Butir Tugas A
Dalam artikel tentang peluang menjadi Panglima TNI, siapa saja tiga perwira tinggi yang secara normatif berpeluang menggantikan Andika Perkasa?
Butir Tugas B
Tuliskan kembali bagian artikel tentang peluang menjadi Panglima TNI di antara "Namun demikian, belakangan" dan "melalui media sosial.", termasuk kedua batas tersebut.

Bagian Teks
##############################

Pengamat: Terlalu Spekulatif Jika Polemik KSAD Dudung-Effendi Pengaruhi Peluang Jadi Panglima TNI
Khairul Fahmi berpendapat secara normatif semua kepala staf punya peluang yang sama untuk menjadi Panglima TNI.
Penulis: Gita Irawan
Editor: Wahyu Aji
Laporan Wartawan Tribunnews.com, Gita Irawan
TRIBUNNEWS.COM, JAKARTA - Panglima TNI Jenderal TNI Andika Perkasa diketahui akan memasuki masa pensiun akhir tahun ini.
Secara normatif, saat ini hanya ada tiga Perwira Tinggi TNI yang berpeluang menggantikannya yakni KSAD Jenderal Dudung Abdurachman, KSAL Laksamana TNI Yudo Margono, dan KSAU Marsekal TNI Fadjar Prasetyo.
Namun demikian, belakangan muncul polemik antara Dudung dengan Anggota Komisi I DPR RI Effendi Simbolon.
Terkini, Effendi telah meminta maaf secara terbuka di ruang Fraksi PDIP Kompleks Parlemen Senayan Jakarta terkait pernyataannya tenrang TNI yang memicu protes dari sejumlah prajurit TNI AD melalui media sosial.

##############################

Butir yang terdaftar dalam set data
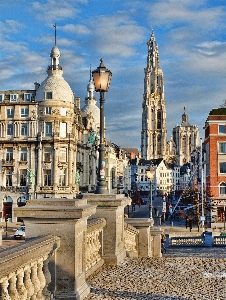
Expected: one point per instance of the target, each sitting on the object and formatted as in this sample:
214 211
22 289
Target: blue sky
191 37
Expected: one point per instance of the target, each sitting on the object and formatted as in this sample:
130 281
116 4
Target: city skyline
190 36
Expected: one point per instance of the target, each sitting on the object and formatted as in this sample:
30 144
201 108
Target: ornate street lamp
102 78
150 175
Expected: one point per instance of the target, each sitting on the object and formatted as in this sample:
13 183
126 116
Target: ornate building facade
154 130
48 145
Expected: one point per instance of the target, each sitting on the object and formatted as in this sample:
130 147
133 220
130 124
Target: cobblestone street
183 273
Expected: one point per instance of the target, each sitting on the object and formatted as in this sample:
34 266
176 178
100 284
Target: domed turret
54 87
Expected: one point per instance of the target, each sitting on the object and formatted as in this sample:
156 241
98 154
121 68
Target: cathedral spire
154 131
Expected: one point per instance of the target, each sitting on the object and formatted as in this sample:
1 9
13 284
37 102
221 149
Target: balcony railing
24 272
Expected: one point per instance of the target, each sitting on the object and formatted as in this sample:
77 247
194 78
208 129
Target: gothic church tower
154 131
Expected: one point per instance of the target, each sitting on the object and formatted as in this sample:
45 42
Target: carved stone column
13 288
4 289
39 175
144 237
111 207
156 245
20 286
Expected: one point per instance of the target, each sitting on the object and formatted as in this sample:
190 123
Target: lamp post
150 175
102 78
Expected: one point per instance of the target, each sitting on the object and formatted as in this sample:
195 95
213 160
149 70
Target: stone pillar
111 207
144 237
55 168
39 175
156 244
70 153
66 219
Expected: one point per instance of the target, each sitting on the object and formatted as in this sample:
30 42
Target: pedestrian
190 224
163 240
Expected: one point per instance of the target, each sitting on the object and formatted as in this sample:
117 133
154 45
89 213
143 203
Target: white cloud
78 29
53 10
116 35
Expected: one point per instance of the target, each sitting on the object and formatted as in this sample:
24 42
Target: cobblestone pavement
182 273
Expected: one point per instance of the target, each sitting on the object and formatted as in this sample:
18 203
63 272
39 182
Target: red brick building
215 146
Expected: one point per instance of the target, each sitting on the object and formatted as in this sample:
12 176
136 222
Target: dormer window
27 97
13 97
10 112
49 95
24 112
48 110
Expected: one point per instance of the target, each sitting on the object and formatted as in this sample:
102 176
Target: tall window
24 112
62 181
13 97
23 154
23 177
48 110
9 129
9 178
9 154
222 167
27 97
223 188
10 112
63 155
47 178
63 129
48 95
222 129
48 129
47 154
222 147
159 119
23 129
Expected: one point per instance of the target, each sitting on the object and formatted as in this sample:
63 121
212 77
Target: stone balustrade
24 271
219 241
94 245
187 241
131 240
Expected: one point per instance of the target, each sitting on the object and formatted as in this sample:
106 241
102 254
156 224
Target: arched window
223 188
159 119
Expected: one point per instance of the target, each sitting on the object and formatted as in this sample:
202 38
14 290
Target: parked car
20 233
143 201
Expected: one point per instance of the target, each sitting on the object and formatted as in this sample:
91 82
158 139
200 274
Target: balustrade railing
24 272
131 240
187 241
219 241
94 245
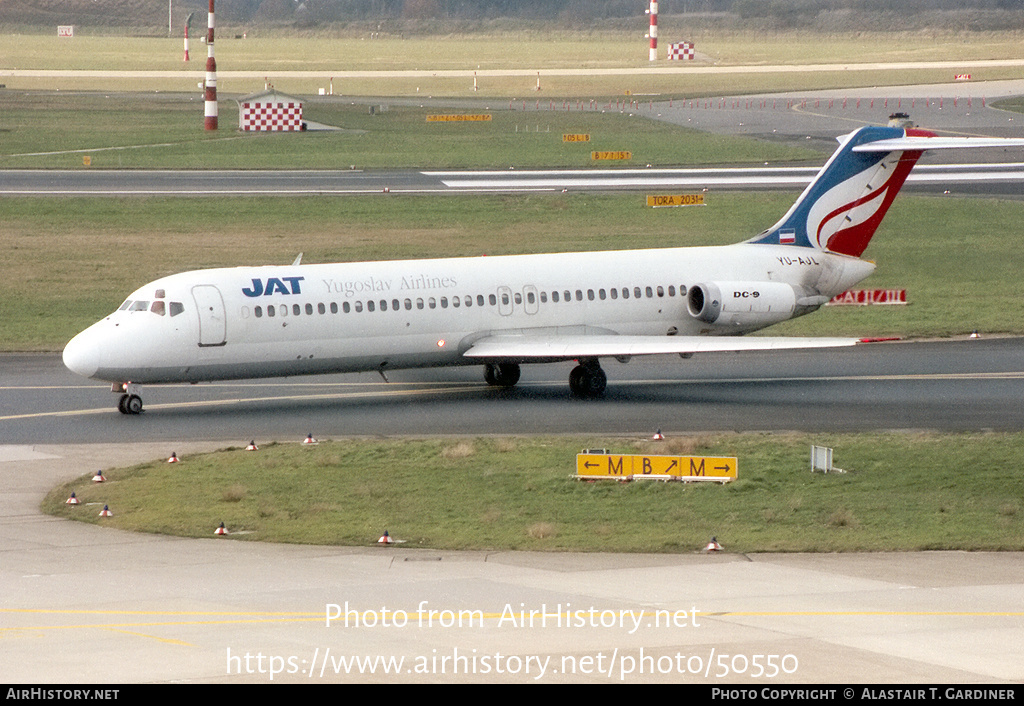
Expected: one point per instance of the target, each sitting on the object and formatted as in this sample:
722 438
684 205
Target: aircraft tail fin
841 209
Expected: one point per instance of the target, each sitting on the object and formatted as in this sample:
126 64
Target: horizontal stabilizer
523 347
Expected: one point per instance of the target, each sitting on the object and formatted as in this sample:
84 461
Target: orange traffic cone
713 545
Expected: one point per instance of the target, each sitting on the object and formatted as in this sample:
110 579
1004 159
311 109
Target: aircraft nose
81 355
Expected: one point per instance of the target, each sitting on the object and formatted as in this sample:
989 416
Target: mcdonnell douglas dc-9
505 312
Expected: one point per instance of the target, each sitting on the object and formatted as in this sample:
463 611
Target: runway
88 605
1003 178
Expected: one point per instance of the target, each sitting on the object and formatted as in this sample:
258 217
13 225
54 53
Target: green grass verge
903 492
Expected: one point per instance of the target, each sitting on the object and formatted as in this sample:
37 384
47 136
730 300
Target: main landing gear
501 374
586 380
129 402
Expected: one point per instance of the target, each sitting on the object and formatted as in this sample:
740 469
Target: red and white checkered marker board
680 51
271 117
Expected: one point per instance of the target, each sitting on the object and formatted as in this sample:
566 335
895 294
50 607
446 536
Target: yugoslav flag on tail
841 209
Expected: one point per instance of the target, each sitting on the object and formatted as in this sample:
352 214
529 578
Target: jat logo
273 286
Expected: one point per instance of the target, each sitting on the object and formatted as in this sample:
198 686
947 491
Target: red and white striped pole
653 30
210 110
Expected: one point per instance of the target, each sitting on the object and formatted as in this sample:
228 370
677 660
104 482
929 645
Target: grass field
166 131
71 261
902 492
519 50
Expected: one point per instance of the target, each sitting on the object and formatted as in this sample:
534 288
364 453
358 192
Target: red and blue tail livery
842 208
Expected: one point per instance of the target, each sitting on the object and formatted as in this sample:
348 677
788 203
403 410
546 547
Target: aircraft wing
919 142
554 347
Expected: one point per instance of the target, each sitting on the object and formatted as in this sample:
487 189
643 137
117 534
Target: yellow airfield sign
482 118
630 466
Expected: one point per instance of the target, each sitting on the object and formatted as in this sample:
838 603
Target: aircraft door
530 299
212 318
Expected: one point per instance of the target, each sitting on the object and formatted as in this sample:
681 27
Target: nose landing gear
588 380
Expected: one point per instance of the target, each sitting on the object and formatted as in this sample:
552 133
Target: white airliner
505 312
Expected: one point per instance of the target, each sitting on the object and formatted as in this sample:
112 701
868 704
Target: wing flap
543 346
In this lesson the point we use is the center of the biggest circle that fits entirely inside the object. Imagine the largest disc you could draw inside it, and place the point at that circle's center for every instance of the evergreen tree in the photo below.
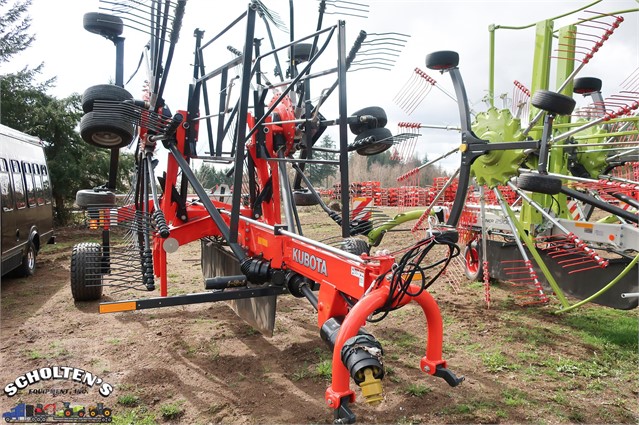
(318, 174)
(26, 106)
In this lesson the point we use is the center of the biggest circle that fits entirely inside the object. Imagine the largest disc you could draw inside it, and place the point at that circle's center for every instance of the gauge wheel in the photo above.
(111, 132)
(379, 115)
(555, 103)
(442, 60)
(539, 183)
(86, 279)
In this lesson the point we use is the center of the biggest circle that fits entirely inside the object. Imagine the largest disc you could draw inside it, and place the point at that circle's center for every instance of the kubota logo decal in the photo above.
(311, 261)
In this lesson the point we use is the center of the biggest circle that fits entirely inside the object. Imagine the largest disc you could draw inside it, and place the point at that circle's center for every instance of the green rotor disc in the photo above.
(497, 167)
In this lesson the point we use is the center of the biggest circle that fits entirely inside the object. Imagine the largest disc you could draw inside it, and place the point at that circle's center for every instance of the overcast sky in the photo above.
(79, 59)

##############################

Jawaban Tugas A
KSAD Jenderal Dudung Abdurachman, KSAL Laksamana TNI Yudo Margono, dan KSAU Marsekal TNI Fadjar Prasetyo.

Jawaban Tugas B
Namun demikian, belakangan muncul polemik antara Dudung dengan Anggota Komisi I DPR RI Effendi Simbolon.
Terkini, Effendi telah meminta maaf secara terbuka di ruang Fraksi PDIP Kompleks Parlemen Senayan Jakarta terkait pernyataannya tenrang TNI yang memicu protes dari sejumlah prajurit TNI AD melalui media sosial.